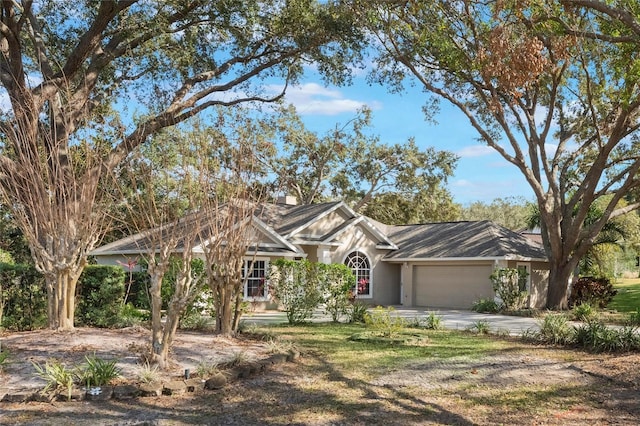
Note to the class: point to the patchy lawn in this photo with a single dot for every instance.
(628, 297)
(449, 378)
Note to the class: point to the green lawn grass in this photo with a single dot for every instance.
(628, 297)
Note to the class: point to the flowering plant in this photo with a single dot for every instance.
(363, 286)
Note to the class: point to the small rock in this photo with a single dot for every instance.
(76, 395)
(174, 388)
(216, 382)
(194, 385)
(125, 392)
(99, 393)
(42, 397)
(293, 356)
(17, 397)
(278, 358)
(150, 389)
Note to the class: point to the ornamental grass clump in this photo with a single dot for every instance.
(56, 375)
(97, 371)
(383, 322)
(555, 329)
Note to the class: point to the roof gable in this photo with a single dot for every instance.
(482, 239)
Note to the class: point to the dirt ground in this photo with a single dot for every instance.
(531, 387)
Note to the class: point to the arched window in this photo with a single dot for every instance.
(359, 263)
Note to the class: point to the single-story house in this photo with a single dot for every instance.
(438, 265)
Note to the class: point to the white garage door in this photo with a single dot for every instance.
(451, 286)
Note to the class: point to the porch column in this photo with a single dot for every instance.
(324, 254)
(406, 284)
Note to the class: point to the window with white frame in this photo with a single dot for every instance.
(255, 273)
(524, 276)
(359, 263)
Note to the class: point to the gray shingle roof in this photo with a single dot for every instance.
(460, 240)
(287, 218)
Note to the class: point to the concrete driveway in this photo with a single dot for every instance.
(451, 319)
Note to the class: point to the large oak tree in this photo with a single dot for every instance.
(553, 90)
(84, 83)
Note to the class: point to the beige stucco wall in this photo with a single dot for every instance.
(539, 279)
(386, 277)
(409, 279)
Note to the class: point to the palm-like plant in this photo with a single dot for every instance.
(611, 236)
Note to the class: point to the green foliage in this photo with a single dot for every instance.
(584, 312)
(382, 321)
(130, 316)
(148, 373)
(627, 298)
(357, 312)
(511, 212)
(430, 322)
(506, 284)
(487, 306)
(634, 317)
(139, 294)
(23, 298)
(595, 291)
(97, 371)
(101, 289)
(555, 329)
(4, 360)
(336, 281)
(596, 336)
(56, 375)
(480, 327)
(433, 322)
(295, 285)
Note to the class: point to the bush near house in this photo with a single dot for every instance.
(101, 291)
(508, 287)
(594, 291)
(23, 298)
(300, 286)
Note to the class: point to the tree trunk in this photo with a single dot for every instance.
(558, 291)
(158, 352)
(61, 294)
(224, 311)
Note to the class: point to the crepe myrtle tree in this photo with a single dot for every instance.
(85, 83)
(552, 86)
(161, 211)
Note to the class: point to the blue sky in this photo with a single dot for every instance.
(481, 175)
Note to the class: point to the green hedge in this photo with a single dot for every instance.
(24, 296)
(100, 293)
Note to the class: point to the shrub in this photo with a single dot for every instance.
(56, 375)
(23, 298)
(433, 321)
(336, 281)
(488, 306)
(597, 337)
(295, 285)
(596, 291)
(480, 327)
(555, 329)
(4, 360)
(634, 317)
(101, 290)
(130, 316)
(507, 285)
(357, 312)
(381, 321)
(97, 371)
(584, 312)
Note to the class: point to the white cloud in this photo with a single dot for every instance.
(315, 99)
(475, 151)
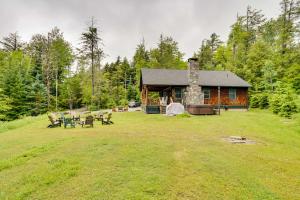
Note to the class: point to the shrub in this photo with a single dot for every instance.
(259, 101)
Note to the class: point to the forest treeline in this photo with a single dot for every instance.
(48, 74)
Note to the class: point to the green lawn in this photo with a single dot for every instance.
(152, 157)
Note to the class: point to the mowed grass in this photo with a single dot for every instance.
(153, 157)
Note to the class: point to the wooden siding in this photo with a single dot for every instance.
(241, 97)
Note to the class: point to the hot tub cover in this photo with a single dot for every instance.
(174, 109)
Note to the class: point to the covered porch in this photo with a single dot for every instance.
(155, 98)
---*---
PROBLEM
Copy the rows word for word, from the line containing "Note to the class: point to the bush" through the last row, both included. Leave out the pictures.

FINAL RESULT
Note to the class: point to the bush near house in this photo with a single dot for every instance.
(101, 291)
(508, 287)
(594, 291)
(23, 298)
(300, 286)
Note to the class: point to the tree trunk in this photo with a single dot for every instance.
(558, 291)
(158, 352)
(61, 294)
(224, 311)
Note to the class: point to the crepe myrtle tree in this photo with a single dot for every instance.
(85, 83)
(552, 86)
(161, 211)
Note to the class: point to the blue sky in this photo with a single dot for every instance.
(481, 175)
Note to the class: point to the green hedge in this photo with a single dot for every instance.
(24, 296)
(100, 293)
Note to the class: point to the shrub in this photo with a single dot for every instance.
(56, 375)
(23, 298)
(433, 321)
(336, 281)
(488, 306)
(597, 337)
(295, 285)
(596, 291)
(480, 327)
(555, 329)
(4, 360)
(634, 317)
(101, 290)
(130, 316)
(507, 285)
(357, 312)
(381, 321)
(97, 371)
(584, 312)
Note to the class: point to the white cloud in this photo with a single dot for every instance.
(315, 99)
(475, 151)
Note to the class: point to the shrub in this photo with a single dot for every instance.
(259, 101)
Note to the class: point to the forest treeline in this photo with a single dot for every instance.
(48, 74)
Note to the class: point to the green lawn in this photo with a single dot for every instance.
(152, 157)
Note to the class: point to the mowed grass in this photo with a single dot for every instance.
(153, 157)
Note to the class: point to the wooden siding in this photo with a single dot for every instance.
(241, 97)
Note to the class: point to the hot tub cover in this photo with a single dot for every instance.
(174, 109)
Note to the class: point to the covered porch in this photo with a single dot for every instance.
(155, 98)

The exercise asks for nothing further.